* The task: Gather every line of the data below that contains the string "shirt", copying each such line in full. Letter case counts, so a line matches only if the string appears with identical capitalization.

________________

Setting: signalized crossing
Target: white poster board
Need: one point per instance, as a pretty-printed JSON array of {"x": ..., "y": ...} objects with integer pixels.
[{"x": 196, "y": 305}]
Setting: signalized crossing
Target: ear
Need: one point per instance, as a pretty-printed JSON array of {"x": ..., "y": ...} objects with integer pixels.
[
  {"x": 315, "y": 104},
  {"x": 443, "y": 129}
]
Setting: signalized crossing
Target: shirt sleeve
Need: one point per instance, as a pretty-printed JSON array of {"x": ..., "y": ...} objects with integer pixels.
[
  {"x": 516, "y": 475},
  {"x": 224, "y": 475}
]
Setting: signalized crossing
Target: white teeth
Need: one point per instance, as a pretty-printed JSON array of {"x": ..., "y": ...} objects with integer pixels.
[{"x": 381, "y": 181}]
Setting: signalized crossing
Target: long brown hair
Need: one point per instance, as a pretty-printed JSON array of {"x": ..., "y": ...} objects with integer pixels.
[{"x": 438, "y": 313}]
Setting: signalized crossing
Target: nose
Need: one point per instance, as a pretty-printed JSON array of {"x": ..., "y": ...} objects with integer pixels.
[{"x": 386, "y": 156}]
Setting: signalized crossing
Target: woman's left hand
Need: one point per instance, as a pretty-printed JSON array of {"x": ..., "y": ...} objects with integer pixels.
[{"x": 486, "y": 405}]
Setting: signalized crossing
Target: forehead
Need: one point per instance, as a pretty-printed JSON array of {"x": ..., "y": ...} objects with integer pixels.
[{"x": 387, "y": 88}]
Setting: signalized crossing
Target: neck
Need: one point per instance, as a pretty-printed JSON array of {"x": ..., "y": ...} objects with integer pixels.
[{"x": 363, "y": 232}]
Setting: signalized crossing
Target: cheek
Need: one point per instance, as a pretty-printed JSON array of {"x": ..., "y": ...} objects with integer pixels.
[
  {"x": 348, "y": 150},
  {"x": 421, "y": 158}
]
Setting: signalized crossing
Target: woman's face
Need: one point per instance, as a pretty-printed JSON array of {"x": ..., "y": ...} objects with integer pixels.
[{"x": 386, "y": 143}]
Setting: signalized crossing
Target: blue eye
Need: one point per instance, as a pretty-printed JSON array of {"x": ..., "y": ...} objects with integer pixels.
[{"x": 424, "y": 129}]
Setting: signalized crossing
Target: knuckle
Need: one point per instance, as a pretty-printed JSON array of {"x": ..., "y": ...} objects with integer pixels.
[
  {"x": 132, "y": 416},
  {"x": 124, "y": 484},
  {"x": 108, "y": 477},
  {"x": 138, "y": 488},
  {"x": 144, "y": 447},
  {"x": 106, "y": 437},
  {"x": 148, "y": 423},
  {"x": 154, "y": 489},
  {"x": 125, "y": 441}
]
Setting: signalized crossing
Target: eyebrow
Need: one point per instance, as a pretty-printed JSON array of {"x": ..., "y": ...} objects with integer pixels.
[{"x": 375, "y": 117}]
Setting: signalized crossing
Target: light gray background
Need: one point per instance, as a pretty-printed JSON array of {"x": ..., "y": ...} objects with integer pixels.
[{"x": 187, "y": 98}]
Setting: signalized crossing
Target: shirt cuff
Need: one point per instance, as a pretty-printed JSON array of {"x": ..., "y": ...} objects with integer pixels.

________________

* Written answer:
Target: shirt sleeve
Target: shirt cuff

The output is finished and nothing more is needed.